(Text segment):
In modern cinematic history, there have been three big screen Spider-Mans. Spider-Men? Fine. Three big screen Peter Parkers. All three actors have their merits and flaws, but which one is the best? So, to answer the question, I watched Spider-Man (2002) and The Amazing Spider-Man (2012) back to back to refresh my memory on Tobey Maguire’s and Andrew Garfield’s performances. I’ve watched Captain America: Civil War a few times, so Tom Holland’s is already fresh in my mind.
My first big revelation: Spider-Man and The Amazing Spider-Man are the same movie. Not just similar, but point for point and beat for beat, the same. You can rename Green Goblin as The Lizard all you want, but they’re still both green. Uncle Ben still dies. Peter still has momentary passive-aggressive revenge. Aunt May is still tragic. The girl is still out of Peter’s league. The CGI is still primitive.

(Data excerpt):
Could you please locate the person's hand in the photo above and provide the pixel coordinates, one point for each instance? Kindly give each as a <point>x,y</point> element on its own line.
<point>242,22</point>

(Tasks to perform):
1. How would you sum up the Spider-Man piece in two sentences?
2. Can you answer these from the Spider-Man piece?
(a) Which two films did the writer watch back to back?
(b) Which villain does the writer say you can rename as The Lizard?
(c) What does the piece say about the CGI?
3. Would you continue the Spider-Man piece from where it stops?
The lines above come from a separate source.

(Outputs):
1. To judge which of the three big-screen Peter Parkers is best, the writer rewatched Spider-Man (2002) and The Amazing Spider-Man (2012) back to back, having already seen Tom Holland in Captain America: Civil War a few times. The first revelation is that those two films are the same movie beat for beat: the Lizard stands in for the Green Goblin, Uncle Ben still dies, Aunt May is still tragic, and the CGI is still primitive.

2.
(a) Spider-Man (2002) and The Amazing Spider-Man (2012).
(b) Green Goblin.
(c) It is still primitive.

3.
Setting that aside, Tobey Maguire’s Peter Parker (as directed by powerhouse Sam Raimi) is a social outcast (check), enduring unrequited love (check), and has to cope with loss (check). He is a tearful, introspective boy-man who is suddenly bestowed with exceptional powers, but who is so buried in angst that he becomes largely uninteresting. Maguire has the “cute thing” down pat as well – a quality that I really never ascribed to Peter Parker, especially as a fringer – but seemed too old to be portraying a high school student.
Andrew Garfield’s Peter Parker (as directed by Marc Webb [ha ha ha] has some backbone, where Maguire’s really did not. While he is a social outcast (check), enduring unrequited love (check), and has to cope with loss (check), he at least has some moral character to stand up to the bullies before he becomes a mutant. Garfield is lithe and angular, with a killer smile, but miles away from “cute.” He was more convincing as the class dork than Maguire was, but still seemed too old for the role.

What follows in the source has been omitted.